## [TASK LIST]
1. According to the Brooklyn Paramount Theatre history, which architectural firm designed the theater, and in what city was that firm based?
2. Pick up the Brooklyn Paramount Theatre history after its final sentence and carry it further.

## [EXCERPTED TEXT]
A History of Brooklyn's Extravagant, Soon-to-Be-Restored Paramount Theatre
Brooklyn, one building at a time. The Brooklyn Paramount Theatre was one of Brooklyn’s famed movie palaces. Like most of the great movie palaces built in the 1920s and ’30s, the Paramount was ornate and over the top. It’s now on its way to being restored, but it was almost lost forever. Here’s a look…
Brooklyn, one building at a time.
The Brooklyn Paramount Theatre was one of Brooklyn’s famed movie palaces. Like most of the great movie palaces built in the 1920s and ’30s, the Paramount was ornate and over the top. It’s now on its way to being restored, but it was almost lost forever. Here’s a look at its early days.
Name: Brooklyn Paramount Theatre
Address: 385 Flatbush Avenue Extension
Cross Streets: Corner of DeKalb Avenue
Neighborhood: Downtown Brooklyn
Year Built: 1928
Architectural Style: Very simplified Art Deco office building
Architect: Rapp & Rapp
Other Works by Architect: Loew’s Kings Theatre in Flatbush, Paramount Theater in Times Square, and numerous theaters in Chicago, Detroit, St. Louis and other large cities
Landmarked: No
The Brooklyn Paramount Theatre was the last of Downtown Brooklyn’s great theater palaces to be built. By 1930, back in the days when people got dressed up to go to the movies, the borough’s moviegoers had a choice of five enormous theaters to attend, each holding thousands of people.
The Paramount, Metropolitan, Albee, Fox and Strand theaters were all only blocks away from one another. Perhaps that was why this theater, although one of the most ornate, was never quite as popular as some of the others.
It was built by Paramount Pictures, as was its sister theater in Manhattan. Both were designed by the Chicago-based architectural firm Rapp & Rapp, which specialized in theaters.
Rapp & Rapp designed one of their most fantastic and ornate theaters here, hidden behind the plain façade of a nondescript office building. Aside from the theater’s marquee and a large sign towering above the building, one would never know that wonders were inside.

## [Rows from a pointing dataset]
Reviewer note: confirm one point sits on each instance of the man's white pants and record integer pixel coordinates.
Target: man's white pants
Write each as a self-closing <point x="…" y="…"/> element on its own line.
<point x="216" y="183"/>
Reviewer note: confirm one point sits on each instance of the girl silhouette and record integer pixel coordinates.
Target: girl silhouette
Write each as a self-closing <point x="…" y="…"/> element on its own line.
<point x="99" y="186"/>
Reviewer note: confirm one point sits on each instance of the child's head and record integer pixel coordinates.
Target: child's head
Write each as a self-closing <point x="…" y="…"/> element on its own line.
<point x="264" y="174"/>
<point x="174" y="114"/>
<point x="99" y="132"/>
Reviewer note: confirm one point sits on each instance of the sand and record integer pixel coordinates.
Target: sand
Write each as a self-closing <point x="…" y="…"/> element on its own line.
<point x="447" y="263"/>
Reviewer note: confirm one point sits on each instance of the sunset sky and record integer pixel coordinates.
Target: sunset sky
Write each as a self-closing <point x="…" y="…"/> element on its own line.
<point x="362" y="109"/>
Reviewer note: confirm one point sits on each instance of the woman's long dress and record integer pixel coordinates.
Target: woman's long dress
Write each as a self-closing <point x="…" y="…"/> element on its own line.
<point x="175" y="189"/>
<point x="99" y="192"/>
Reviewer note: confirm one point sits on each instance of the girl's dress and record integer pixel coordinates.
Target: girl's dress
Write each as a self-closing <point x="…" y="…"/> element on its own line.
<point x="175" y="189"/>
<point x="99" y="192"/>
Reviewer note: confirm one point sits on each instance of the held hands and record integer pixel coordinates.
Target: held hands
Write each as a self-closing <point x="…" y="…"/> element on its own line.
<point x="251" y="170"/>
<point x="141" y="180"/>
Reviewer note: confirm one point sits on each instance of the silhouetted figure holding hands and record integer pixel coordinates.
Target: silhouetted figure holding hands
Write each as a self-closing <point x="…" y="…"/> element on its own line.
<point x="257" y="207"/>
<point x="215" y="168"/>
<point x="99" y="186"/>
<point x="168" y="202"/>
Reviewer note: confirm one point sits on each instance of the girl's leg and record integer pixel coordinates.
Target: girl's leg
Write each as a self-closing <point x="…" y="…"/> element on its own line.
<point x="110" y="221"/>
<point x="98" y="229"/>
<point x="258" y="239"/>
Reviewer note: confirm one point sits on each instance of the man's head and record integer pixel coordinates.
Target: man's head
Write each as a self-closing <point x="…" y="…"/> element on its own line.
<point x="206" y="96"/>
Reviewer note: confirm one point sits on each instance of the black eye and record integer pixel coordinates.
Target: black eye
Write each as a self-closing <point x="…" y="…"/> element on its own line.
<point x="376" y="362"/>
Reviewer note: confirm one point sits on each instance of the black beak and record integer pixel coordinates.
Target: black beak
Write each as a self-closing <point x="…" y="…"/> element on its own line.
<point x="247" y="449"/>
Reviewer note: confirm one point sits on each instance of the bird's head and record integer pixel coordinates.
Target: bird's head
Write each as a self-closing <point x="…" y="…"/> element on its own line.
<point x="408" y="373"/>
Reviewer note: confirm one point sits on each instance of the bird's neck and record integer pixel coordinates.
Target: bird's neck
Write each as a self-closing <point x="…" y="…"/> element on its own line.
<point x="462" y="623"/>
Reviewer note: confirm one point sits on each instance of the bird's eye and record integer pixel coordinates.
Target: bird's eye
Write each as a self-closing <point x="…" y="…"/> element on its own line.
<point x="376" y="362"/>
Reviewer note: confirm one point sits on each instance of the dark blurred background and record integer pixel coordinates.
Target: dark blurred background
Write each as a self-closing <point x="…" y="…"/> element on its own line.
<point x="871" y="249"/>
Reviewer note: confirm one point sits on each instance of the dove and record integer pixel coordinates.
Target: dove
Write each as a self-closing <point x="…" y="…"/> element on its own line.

## [RESULTS BY TASK]
1. Rapp & Rapp, a Chicago-based firm.

2.
Brooklyn Paramount Theatre interior in 1928. Photo via Cinema Treasures
A Depression-Era Escape Into Exotic Splendor
Like all the huge movie palaces of the day, the Paramount allowed audience members to escape from their worries and everyday concerns, and luxuriate in the opulence of a fantasy world.
The lobby was spacious, with an ornate vaulted ceiling three stories above. The hallway was lined with large columns on both sides. The floor was marble, and the balconies on the mezzanine were lined with detailed wrought-iron balconies and grilles.
Originally, long velvet draperies, elaborately festooned and swagged, were hung in the arched openings. It was impressive, but nowhere near as impressive as the theater itself.
1928 photo via NYCAGO
The grand old movie palaces had many architectural influences. Some architects created an exotic Moorish/Oriental/Hollywood world. Others referenced the Baroque period, using that time period’s penchant for over-the-top ornamentation as a starting point.
Rapp & Rapp went for full-blown Baroque. They covered every inch of the theater space with ornate plaster decoration, most of it gilded and gleaming. The ceiling was a special treasure, as were the box seats and the stage. There were hidden archways, with urns and painted ceilings, and lit scrims with garden scenes, giving one the feeling of a French palace in the mid-18th century.
Even the restrooms were overdone, with marble fountains and fancy sinks. The entire place was lit with soft Deco-style lighting, and draperies were everywhere.
Brooklyn Paramount interior in 1937. Photo via Long Island University
Live Performances at the Brooklyn Paramount
The Brooklyn Paramount opened on November 24, 1928, with Manhattan Cocktail, a silent film with sound effects, as well as a 10-act variety show featuring vaudeville star Eddie Cantor and many other performers.
It was one of the largest, with 4,124 seats. Its main rival, the Fox Theatre, on Nevins and Flatbush, had 4,305 seats, topped only by Manhattan’s Radio City Music Hall. But in spite of the theater’s opulence, it was never as successful as the others nearby.
Wurlitzer organ photo by Ken Roe for Cinema Treasures
The Paramount, like most theaters, had a full stage and orchestra pit in addition to a large movie screen. One of the theater’s highlights was a huge twin console, four-manual, 26-rank Wurlitzer organ, one of only two of its model. The organ has 2,000 pipes and 257 stops. Its massive pipe system could rattle the building with great magnificence. Miraculously, it’s still there, and has been well maintained and in use.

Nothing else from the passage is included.